Consegne:
(a) Rispondi a queste domande sul testo sui dazi:
(i) In quali due anni le Borse mondiali hanno chiuso con bilanci annuali nel complesso nettamente positivi?
(ii) Quanto dura la tregua degli Stati Uniti con l'Europa e altre aree?
(iii) In quale periodo le cadute degli indici si sono fatte consistenti?
(b) Ripeti parola per parola il passo del testo sui dazi che va da "Il vento nelle" a "di questo sommovimento.".

Testo proposto:
<<<<

L'analisi

Dazi, i mercati bocciano Trump: dalle Borse emerge il dissenso

I rimbalzi in singole sedute non possono coprire il fatto che la tendenza dei listini adesso sia al ribasso e non più al rialzo – L’offensiva USA verso la Cina si è fatta più aspra, mentre la tregua di 90 giorni con l’Europa e altre aree sta solo rimandando il problema
©Richard Drew
Lino Terlizzi
Lino Terlizzi
14.04.2025 06:00

Il vento nelle ultime settimane è cambiato sui mercati, questo è chiaro. Dopo due anni, il 2023 e il 2024, con bilanci annuali nel complesso nettamente positivi, le Borse mondiali all’inizio del 2025 hanno cominciato a mostrare oscillazioni. Tra fine marzo e inizio aprile, poi, le cadute degli indici si sono fatte consistenti. E i rimbalzi in singole sedute ora non riescono a coprire quella che appare come una tendenza non più al rialzo bensì al ribasso. Per cercare di capire quanto potrebbe durare questo nuovo quadro, in cui la volatilità e la discesa degli indici borsistici sembrano prevalere, occorre rifarsi alla causa maggiore di questo sommovimento.

>>>>

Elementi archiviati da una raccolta
<<<<

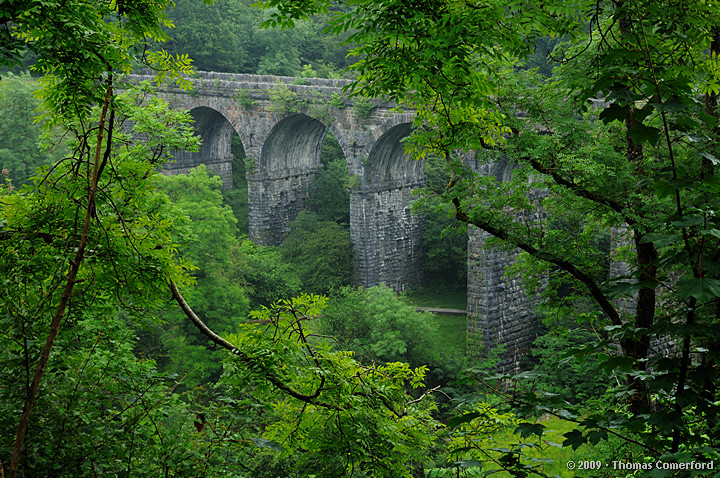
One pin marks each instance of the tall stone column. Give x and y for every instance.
(386, 238)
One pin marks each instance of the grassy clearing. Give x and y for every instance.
(452, 332)
(555, 458)
(437, 296)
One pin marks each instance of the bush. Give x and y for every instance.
(320, 251)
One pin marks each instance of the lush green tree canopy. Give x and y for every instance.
(638, 165)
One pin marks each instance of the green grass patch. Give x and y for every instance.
(434, 295)
(557, 456)
(452, 332)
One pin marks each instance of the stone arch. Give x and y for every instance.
(216, 132)
(288, 162)
(388, 164)
(384, 232)
(294, 143)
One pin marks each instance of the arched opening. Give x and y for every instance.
(222, 151)
(385, 233)
(306, 176)
(388, 164)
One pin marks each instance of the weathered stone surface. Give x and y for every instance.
(499, 309)
(284, 147)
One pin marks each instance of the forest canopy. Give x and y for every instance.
(610, 199)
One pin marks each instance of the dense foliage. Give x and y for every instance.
(94, 249)
(638, 166)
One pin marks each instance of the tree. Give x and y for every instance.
(20, 153)
(638, 165)
(320, 251)
(79, 52)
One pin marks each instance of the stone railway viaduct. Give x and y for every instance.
(282, 126)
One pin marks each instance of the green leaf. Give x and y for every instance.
(614, 112)
(644, 134)
(574, 439)
(702, 289)
(455, 422)
(661, 239)
(529, 429)
(263, 443)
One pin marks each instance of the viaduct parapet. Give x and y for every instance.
(282, 125)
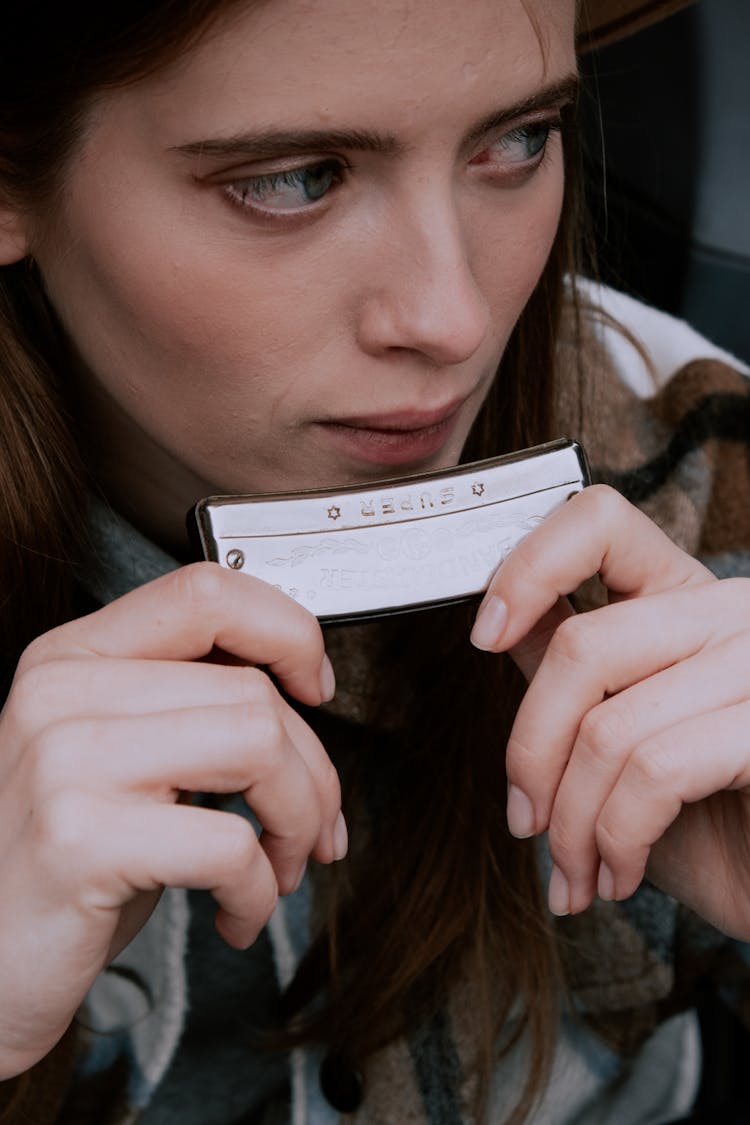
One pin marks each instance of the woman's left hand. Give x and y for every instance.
(632, 744)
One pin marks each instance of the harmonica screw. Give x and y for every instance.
(235, 559)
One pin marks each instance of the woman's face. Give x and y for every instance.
(296, 258)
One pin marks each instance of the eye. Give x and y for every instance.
(524, 145)
(289, 190)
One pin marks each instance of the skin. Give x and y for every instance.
(224, 351)
(224, 347)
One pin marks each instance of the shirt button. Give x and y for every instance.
(342, 1083)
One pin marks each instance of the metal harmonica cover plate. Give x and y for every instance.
(394, 545)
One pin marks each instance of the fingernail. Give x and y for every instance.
(605, 883)
(490, 622)
(521, 813)
(559, 893)
(340, 837)
(327, 680)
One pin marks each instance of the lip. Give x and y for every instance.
(397, 437)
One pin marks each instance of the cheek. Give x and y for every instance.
(515, 241)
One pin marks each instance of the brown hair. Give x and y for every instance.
(444, 892)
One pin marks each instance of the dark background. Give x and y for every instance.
(668, 151)
(667, 137)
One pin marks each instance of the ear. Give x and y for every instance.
(14, 239)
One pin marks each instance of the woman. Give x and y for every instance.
(267, 246)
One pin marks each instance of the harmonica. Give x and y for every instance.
(391, 546)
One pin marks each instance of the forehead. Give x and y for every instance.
(317, 60)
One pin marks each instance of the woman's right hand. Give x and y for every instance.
(110, 722)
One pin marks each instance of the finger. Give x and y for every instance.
(223, 749)
(612, 731)
(187, 613)
(144, 847)
(685, 764)
(530, 651)
(595, 656)
(48, 692)
(596, 532)
(333, 840)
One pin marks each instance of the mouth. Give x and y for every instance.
(397, 437)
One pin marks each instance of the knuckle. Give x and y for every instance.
(330, 784)
(62, 827)
(34, 689)
(577, 640)
(603, 502)
(268, 736)
(658, 765)
(240, 848)
(199, 585)
(521, 759)
(253, 685)
(606, 731)
(38, 650)
(565, 844)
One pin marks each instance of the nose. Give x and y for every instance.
(422, 295)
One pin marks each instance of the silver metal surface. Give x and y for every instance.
(394, 545)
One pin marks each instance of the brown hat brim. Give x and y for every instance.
(601, 21)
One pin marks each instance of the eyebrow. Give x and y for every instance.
(270, 143)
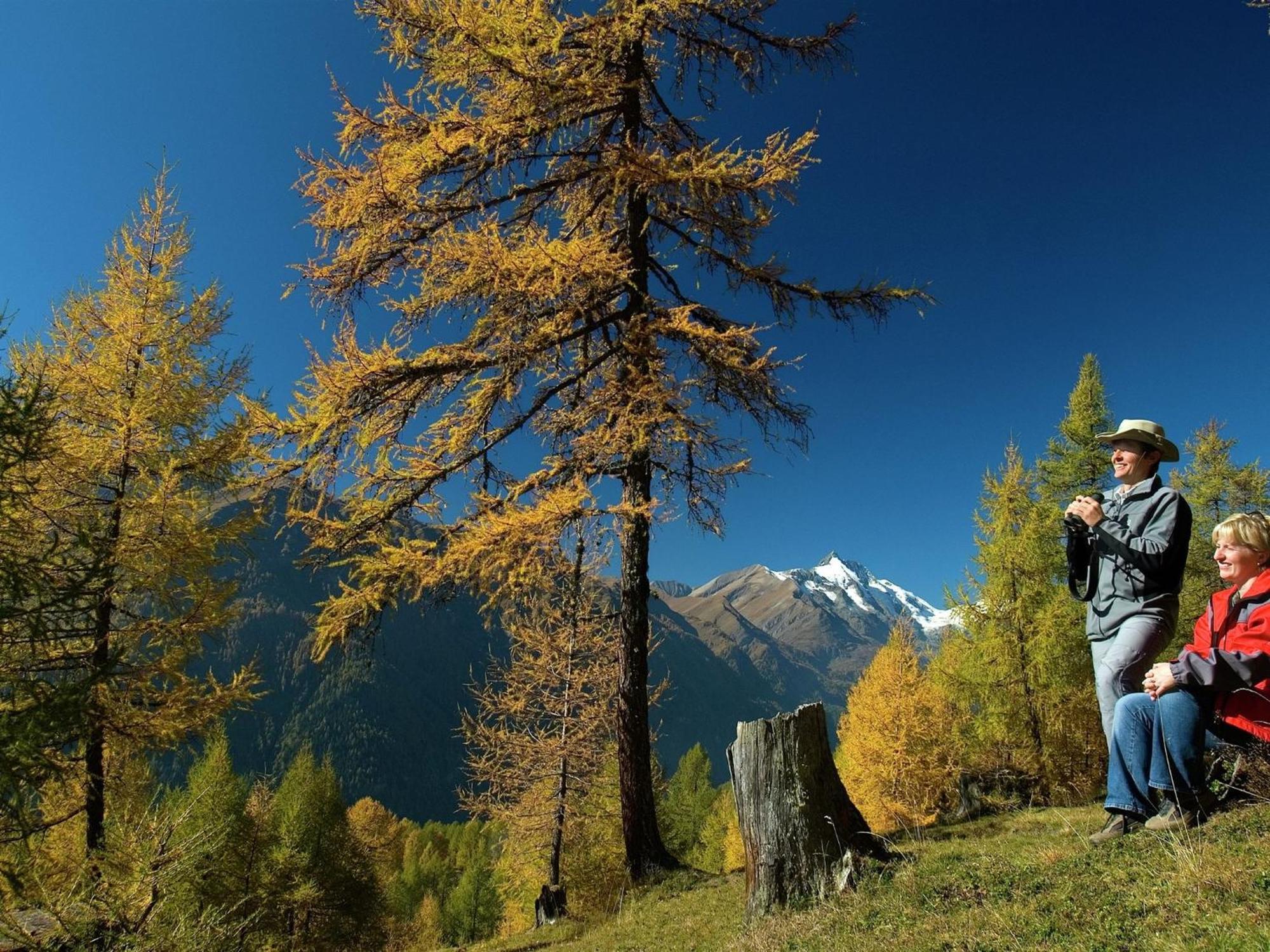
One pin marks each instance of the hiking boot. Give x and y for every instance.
(1173, 817)
(1118, 826)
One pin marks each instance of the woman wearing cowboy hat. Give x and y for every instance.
(1141, 535)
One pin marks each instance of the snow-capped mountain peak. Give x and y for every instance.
(846, 585)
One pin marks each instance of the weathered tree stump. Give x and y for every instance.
(803, 836)
(551, 906)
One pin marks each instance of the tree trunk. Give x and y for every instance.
(643, 841)
(803, 836)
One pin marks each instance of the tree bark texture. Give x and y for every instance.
(803, 836)
(643, 841)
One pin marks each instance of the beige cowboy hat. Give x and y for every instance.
(1145, 432)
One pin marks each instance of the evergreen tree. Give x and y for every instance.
(473, 908)
(719, 847)
(211, 835)
(139, 450)
(380, 835)
(893, 750)
(1075, 464)
(324, 896)
(689, 798)
(1216, 489)
(44, 690)
(538, 188)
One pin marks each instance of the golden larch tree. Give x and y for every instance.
(896, 753)
(530, 208)
(140, 454)
(544, 719)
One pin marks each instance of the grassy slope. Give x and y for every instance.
(1018, 882)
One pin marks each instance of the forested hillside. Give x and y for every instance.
(387, 709)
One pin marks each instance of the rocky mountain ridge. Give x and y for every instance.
(744, 645)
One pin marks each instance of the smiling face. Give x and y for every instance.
(1132, 461)
(1236, 562)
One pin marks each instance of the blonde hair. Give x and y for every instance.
(1252, 530)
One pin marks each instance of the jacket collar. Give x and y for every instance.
(1259, 590)
(1142, 489)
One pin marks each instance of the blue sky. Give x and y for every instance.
(1088, 177)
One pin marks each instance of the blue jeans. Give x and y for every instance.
(1158, 746)
(1122, 661)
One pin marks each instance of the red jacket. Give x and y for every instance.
(1230, 654)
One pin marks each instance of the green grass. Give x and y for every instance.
(1018, 882)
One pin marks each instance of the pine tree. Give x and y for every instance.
(473, 908)
(539, 191)
(44, 689)
(689, 798)
(996, 686)
(544, 720)
(1075, 464)
(139, 450)
(1216, 489)
(210, 827)
(719, 847)
(322, 883)
(893, 747)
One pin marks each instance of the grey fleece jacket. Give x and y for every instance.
(1141, 545)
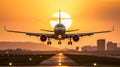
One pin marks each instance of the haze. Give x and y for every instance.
(33, 15)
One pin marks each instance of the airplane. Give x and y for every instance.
(59, 33)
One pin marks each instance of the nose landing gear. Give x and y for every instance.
(59, 42)
(49, 42)
(70, 42)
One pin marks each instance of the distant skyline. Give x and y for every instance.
(33, 15)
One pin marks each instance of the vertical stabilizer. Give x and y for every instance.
(59, 16)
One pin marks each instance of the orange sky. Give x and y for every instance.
(87, 15)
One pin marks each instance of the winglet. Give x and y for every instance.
(59, 16)
(113, 28)
(5, 28)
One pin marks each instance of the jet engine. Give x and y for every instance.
(76, 38)
(43, 38)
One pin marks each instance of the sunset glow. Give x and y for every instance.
(33, 15)
(65, 19)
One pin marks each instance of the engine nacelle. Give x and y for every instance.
(76, 38)
(43, 38)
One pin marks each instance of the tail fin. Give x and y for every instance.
(59, 16)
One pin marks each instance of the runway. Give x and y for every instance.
(59, 60)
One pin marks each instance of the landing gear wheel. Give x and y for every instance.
(70, 43)
(49, 43)
(59, 42)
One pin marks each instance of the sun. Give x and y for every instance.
(65, 19)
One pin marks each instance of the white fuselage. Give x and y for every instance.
(59, 31)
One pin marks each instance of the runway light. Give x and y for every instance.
(60, 54)
(30, 59)
(10, 64)
(59, 64)
(94, 64)
(40, 56)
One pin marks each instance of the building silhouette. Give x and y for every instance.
(101, 45)
(89, 48)
(111, 46)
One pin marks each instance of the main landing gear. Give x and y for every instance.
(49, 42)
(70, 42)
(59, 42)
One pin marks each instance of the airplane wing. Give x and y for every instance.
(88, 33)
(72, 30)
(29, 33)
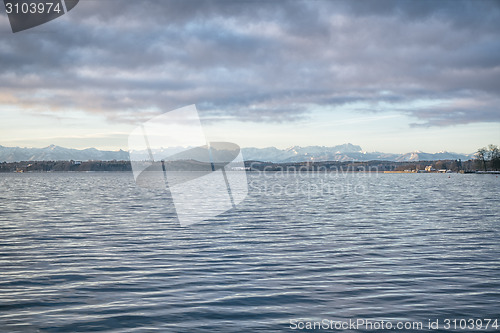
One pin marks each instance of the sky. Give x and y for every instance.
(390, 76)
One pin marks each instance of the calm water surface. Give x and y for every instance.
(85, 252)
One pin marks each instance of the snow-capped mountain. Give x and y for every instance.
(56, 153)
(345, 152)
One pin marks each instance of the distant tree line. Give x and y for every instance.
(488, 158)
(48, 166)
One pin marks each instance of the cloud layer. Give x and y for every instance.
(260, 60)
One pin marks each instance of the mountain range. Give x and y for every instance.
(345, 152)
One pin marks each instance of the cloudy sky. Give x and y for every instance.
(391, 76)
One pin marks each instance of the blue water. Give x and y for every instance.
(86, 252)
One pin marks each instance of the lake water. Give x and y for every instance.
(85, 252)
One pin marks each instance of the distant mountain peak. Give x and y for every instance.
(344, 152)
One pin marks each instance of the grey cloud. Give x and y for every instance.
(259, 60)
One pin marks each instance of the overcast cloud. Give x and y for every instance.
(260, 60)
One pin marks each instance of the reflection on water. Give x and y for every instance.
(84, 252)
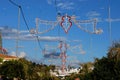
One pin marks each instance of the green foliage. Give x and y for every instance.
(1, 60)
(12, 69)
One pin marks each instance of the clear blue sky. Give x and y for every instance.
(90, 44)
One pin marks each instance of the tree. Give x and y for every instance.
(12, 69)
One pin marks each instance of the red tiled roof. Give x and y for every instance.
(7, 56)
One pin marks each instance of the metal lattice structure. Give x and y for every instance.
(66, 23)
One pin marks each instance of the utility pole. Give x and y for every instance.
(17, 36)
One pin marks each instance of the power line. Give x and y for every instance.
(22, 13)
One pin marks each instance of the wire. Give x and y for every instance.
(26, 22)
(56, 7)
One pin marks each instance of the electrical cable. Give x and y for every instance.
(26, 22)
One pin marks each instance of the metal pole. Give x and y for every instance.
(17, 38)
(109, 20)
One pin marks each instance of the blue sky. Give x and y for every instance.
(83, 47)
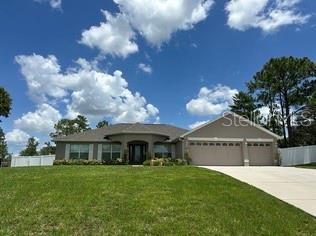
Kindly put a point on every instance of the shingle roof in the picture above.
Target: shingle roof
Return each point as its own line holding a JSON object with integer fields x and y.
{"x": 96, "y": 135}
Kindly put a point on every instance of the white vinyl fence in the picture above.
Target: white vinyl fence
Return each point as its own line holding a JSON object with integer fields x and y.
{"x": 297, "y": 155}
{"x": 21, "y": 161}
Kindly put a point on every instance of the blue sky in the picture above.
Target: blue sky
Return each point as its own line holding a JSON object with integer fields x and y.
{"x": 176, "y": 62}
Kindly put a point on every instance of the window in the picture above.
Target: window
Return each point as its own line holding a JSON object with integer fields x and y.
{"x": 79, "y": 151}
{"x": 162, "y": 150}
{"x": 111, "y": 151}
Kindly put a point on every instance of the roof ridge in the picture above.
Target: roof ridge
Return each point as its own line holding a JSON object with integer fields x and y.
{"x": 135, "y": 124}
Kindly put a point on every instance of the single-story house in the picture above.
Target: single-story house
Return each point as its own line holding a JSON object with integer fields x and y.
{"x": 229, "y": 140}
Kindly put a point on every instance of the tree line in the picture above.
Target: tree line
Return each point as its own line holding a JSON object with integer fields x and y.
{"x": 285, "y": 86}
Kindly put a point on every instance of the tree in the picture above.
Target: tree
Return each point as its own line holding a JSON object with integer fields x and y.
{"x": 280, "y": 86}
{"x": 102, "y": 124}
{"x": 3, "y": 146}
{"x": 66, "y": 126}
{"x": 305, "y": 128}
{"x": 244, "y": 105}
{"x": 48, "y": 149}
{"x": 5, "y": 103}
{"x": 31, "y": 148}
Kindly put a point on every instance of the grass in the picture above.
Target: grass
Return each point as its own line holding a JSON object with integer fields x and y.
{"x": 308, "y": 166}
{"x": 103, "y": 200}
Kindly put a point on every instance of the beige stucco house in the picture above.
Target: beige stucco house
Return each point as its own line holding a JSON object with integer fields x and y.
{"x": 228, "y": 140}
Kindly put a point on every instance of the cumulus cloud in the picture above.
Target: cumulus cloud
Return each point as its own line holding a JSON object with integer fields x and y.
{"x": 114, "y": 37}
{"x": 268, "y": 15}
{"x": 90, "y": 91}
{"x": 17, "y": 140}
{"x": 145, "y": 68}
{"x": 56, "y": 4}
{"x": 197, "y": 124}
{"x": 41, "y": 121}
{"x": 155, "y": 20}
{"x": 211, "y": 101}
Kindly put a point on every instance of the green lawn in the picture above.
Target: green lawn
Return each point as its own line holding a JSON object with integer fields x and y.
{"x": 309, "y": 166}
{"x": 124, "y": 200}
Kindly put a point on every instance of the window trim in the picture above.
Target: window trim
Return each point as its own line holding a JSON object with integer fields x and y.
{"x": 163, "y": 154}
{"x": 111, "y": 152}
{"x": 79, "y": 151}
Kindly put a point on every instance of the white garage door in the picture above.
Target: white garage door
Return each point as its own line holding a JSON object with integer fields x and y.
{"x": 260, "y": 154}
{"x": 216, "y": 154}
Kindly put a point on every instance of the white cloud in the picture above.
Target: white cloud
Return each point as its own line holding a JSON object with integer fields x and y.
{"x": 157, "y": 20}
{"x": 41, "y": 121}
{"x": 268, "y": 15}
{"x": 145, "y": 68}
{"x": 16, "y": 139}
{"x": 90, "y": 91}
{"x": 56, "y": 4}
{"x": 114, "y": 37}
{"x": 197, "y": 124}
{"x": 211, "y": 101}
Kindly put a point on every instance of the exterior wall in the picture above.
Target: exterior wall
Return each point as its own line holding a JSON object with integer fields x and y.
{"x": 60, "y": 151}
{"x": 232, "y": 128}
{"x": 179, "y": 150}
{"x": 124, "y": 139}
{"x": 220, "y": 129}
{"x": 150, "y": 139}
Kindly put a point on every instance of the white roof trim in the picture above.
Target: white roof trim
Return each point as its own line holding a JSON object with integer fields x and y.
{"x": 259, "y": 140}
{"x": 215, "y": 139}
{"x": 234, "y": 114}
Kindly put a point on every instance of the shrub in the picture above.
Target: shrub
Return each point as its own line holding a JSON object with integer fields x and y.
{"x": 89, "y": 162}
{"x": 165, "y": 162}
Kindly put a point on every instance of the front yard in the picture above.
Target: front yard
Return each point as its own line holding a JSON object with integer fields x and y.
{"x": 121, "y": 200}
{"x": 308, "y": 166}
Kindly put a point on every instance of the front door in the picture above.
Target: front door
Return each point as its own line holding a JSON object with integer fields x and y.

>>>>

Le risposte:
(a)
(i) Nel 2023 e nel 2024.
(ii) 90 giorni.
(iii) Tra fine marzo e inizio aprile.

(b)
Il vento nelle ultime settimane è cambiato sui mercati, questo è chiaro. Dopo due anni, il 2023 e il 2024, con bilanci annuali nel complesso nettamente positivi, le Borse mondiali all’inizio del 2025 hanno cominciato a mostrare oscillazioni. Tra fine marzo e inizio aprile, poi, le cadute degli indici si sono fatte consistenti. E i rimbalzi in singole sedute ora non riescono a coprire quella che appare come una tendenza non più al rialzo bensì al ribasso. Per cercare di capire quanto potrebbe durare questo nuovo quadro, in cui la volatilità e la discesa degli indici borsistici sembrano prevalere, occorre rifarsi alla causa maggiore di questo sommovimento.